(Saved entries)
--------

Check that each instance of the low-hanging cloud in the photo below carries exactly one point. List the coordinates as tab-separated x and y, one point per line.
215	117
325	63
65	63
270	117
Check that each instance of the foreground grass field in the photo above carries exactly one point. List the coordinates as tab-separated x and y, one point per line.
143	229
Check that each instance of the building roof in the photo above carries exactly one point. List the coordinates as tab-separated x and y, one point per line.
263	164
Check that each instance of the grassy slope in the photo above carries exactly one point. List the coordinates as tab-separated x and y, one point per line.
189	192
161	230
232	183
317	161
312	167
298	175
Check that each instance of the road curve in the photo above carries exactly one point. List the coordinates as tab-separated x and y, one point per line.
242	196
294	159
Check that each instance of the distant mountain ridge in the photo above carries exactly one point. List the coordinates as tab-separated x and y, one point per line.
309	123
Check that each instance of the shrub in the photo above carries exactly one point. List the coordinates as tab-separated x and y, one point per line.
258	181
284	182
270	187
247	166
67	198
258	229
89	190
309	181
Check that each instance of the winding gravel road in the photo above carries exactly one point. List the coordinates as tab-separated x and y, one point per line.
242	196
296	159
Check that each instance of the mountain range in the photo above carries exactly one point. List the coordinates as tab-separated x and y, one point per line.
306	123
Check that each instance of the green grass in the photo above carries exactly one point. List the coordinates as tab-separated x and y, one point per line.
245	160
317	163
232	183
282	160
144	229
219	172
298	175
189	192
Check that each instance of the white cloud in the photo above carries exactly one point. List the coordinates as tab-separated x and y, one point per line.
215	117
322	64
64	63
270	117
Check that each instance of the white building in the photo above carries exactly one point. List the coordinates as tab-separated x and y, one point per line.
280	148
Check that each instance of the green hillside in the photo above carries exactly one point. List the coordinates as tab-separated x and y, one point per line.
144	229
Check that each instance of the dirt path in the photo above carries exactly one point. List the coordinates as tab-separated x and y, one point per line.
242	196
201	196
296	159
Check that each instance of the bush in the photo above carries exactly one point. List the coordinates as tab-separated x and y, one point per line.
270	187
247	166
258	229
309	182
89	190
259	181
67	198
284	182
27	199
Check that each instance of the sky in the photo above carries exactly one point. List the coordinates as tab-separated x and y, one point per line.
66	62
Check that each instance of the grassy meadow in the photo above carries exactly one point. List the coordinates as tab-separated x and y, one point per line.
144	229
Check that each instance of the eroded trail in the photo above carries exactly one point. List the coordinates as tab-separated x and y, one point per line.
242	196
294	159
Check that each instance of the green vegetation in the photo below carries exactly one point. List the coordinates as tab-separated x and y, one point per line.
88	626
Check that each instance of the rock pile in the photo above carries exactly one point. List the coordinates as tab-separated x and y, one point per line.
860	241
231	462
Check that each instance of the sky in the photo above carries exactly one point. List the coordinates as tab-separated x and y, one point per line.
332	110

--------

Directions for this task: Set down each entry again, exactly as written.

Answer space:
Check that each instance of the low-hanging cloud in the photo below carries exactly one point. List the coordinates as tab-separated x and y, one point per line.
215	117
325	63
65	63
270	117
Check that each instance of the foreground grass field in the photo above carries exactly one point. List the coordinates as tab-separated x and y, one point per line.
143	229
Check that each instance of the building roof in the photo above carries exactly one point. List the coordinates as tab-separated x and y, one point per line.
263	164
Check that each instance of the grassy slope in the photo above carries exactly one point. List the coordinates as tab-separated x and y, one point per line.
189	192
161	230
232	183
317	161
312	167
298	175
Check that each instance of the road curve in the photo above carries exactly one point. List the coordinates as tab-separated x and y, one point per line.
242	196
294	159
Check that each instance of the distant mountain ridge in the photo above carries exactly one point. List the coordinates as tab-separated x and y, one point per line.
309	123
Check that each instance of the shrub in the photo above carries exactly one point. List the coordinates as tab-separated x and y, one point per line.
258	181
284	182
270	187
247	166
67	198
258	229
89	190
309	181
Check that each instance of the winding gravel road in the photo above carries exactly one point. List the coordinates as tab-separated x and y, one point per line.
242	196
296	159
Check that each instance of the mountain range in the photo above carries exactly one point. List the coordinates as tab-separated x and y, one point per line.
306	123
Check that each instance of the green grass in the photo above carries exactly one point. List the coordinates as tab-separated x and y, one point per line.
245	160
317	163
232	183
282	160
144	229
219	172
298	175
189	192
Check that each instance of the white cloud in the photo above carries exactly one point. List the coordinates as tab-separated x and y, one point per line.
215	117
322	64
64	63
270	117
Check that each instance of the white building in the photo above carries exactly one point. List the coordinates as tab-separated x and y, one point per line.
280	148
Check that each instance of the green hillside in the photo above carries exactly one point. List the coordinates as tab-separated x and y, one point per line.
144	229
Check that each instance of the dirt path in the photo above carries exactly one point. List the coordinates as tab-separated x and y, one point per line.
242	196
201	196
296	159
Check that each instance of the bush in the photo above carries exactly one point. List the coordinates as tab-separated x and y, one point per line.
270	187
247	166
258	229
309	182
89	190
259	181
67	198
284	182
27	199
Check that each instance of the sky in the photo above carries exactly one point. List the coordinates as tab-separated x and y, one point per line.
66	62
Check that each instance of the grassy meadow in the photo above carries exactly one point. List the coordinates as tab-separated x and y, one point per line.
144	229
Check that each instance of the eroded trail in the photo above carries exactly one point. List the coordinates as tab-separated x and y, one point per line.
242	196
294	159
Check that each instance of the green vegetation in the photo below carries exactly one point. List the coordinates as tab-separated x and y, one point per line.
88	626
Check that each instance of the rock pile in the photo above carries exactly one point. List the coordinates as tab-separated x and y, one point per line.
860	241
231	462
Check that each instance of the sky in the photo above carries exactly one point. List the coordinates as tab-separated x and y, one point per line.
332	110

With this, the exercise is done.